(Pointing dataset records)
## START

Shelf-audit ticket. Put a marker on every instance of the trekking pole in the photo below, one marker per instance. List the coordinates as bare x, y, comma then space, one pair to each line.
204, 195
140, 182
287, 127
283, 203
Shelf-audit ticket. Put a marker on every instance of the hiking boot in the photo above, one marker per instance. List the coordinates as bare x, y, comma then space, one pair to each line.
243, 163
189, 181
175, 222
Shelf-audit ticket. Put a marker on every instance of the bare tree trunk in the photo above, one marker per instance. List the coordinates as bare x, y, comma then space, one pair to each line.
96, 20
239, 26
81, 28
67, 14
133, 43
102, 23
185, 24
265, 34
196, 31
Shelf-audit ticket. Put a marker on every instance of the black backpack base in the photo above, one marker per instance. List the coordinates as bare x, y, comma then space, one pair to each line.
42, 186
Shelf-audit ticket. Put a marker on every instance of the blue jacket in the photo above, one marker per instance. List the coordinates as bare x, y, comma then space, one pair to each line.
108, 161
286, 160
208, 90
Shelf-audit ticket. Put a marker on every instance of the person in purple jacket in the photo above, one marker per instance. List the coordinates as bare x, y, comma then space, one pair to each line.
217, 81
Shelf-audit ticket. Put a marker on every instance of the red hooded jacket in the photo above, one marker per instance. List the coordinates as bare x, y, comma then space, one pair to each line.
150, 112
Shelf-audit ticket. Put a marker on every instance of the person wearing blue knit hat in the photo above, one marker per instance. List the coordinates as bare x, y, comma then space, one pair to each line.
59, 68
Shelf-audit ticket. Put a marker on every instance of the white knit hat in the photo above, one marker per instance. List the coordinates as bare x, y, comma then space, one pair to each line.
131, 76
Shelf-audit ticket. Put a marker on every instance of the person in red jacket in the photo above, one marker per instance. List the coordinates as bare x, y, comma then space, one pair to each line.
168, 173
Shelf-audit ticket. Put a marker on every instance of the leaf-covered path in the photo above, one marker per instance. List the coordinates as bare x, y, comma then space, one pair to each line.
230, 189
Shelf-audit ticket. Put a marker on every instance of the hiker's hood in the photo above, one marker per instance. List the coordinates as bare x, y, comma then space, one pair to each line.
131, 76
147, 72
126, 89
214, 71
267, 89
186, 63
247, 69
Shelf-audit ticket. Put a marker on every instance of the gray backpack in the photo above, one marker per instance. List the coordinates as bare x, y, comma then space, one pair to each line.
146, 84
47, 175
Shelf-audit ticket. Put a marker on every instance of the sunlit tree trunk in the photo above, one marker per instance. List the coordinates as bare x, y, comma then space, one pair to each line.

## END

What you are asked to do ▸
Could you turn every line of the records above into a numbered list, leaving out any blank lines?

Exercise answer ▸
1. Shelf-audit ticket. Put a marker on every instance of the trekking pole in the photo below, one marker per instance. List the coordinates as bare x, y, comma then space, one pair to each line.
2. 204, 195
3. 140, 182
4. 287, 127
5. 283, 203
6. Shelf-audit ticket. Put a marker on every instance of the hiking boot in the photo above, one marker per instance. List the coordinates as bare x, y, comma then space, one pair to each line.
7. 243, 163
8. 189, 181
9. 175, 222
10. Shelf-audit ticket. Put a marker on every instance of the bare tree trunk in the photo above, one marker per instance. List the coordinates as bare x, y, comma then space, one pair to each line.
11. 96, 20
12. 239, 26
13. 81, 28
14. 67, 14
15. 133, 43
16. 102, 23
17. 185, 24
18. 265, 34
19. 196, 31
20. Shelf-audit ticket. Put a marker on every instance of the black backpack base in the photo above, one marker per instance. List the coordinates as bare x, y, comma then space, one pair to each line.
21. 42, 186
22. Shelf-audit ticket. Put a marker on every instance of the blue jacket in the photo above, one marker per instance. List the coordinates as bare x, y, comma then space, one pair to each line.
23. 108, 161
24. 286, 160
25. 208, 90
26. Shelf-audit ticket. Put a marker on every instance of the person in purple jacket in the photo above, one marker per instance. List the coordinates as bare x, y, comma then space, one pair to each line.
27. 217, 81
28. Shelf-audit ticket. Put a marker on every instance of the red hooded jacket in the photo above, one marker per instance. List the coordinates as bare x, y, comma then space, one pair to each line.
29. 150, 112
30. Shelf-audit ticket. Put a marker on every instance of the person wearing blue knit hat in the photo above, one marker per instance. List the coordinates as bare x, y, comma then space, one pair to each line.
31. 59, 68
32. Shelf-audit ticket. Put a marker on every instance of the white knit hat in the photo above, one marker per instance. List the coordinates as bare x, y, comma then space, one pair to each line.
33. 131, 76
34. Shelf-audit ticket. Put a marker on every instance of the person in red jacket in the photo above, one marker per instance. List the coordinates as bare x, y, comma then space, one pair to each line.
35. 168, 173
36. Shelf-audit ticket. Put a marker on every instance of the leaf-covered path in the photo above, one marker per instance. List the coordinates as bare x, y, comma then space, one pair to each line.
37. 230, 189
38. Shelf-audit ticket. Put a marker on every instance of the hiker's hood in the photo above, one marker per instance. List the coordinates as bare x, y, comma then space, one pair to each line.
39. 131, 76
40. 147, 72
41. 126, 89
42. 214, 71
43. 267, 89
44. 186, 63
45. 247, 69
46. Shelf-audit ticket. Put a marker on every instance of the gray backpack in the photo above, one marker per instance. List the coordinates as bare x, y, comma then space, one pair to each line.
47. 146, 84
48. 47, 175
49. Shelf-audit ticket. Put a marker on every instance of the sunlit tree trunk in the photo above, one marker per instance. List the coordinates as bare x, y, comma then space, one pair to each line.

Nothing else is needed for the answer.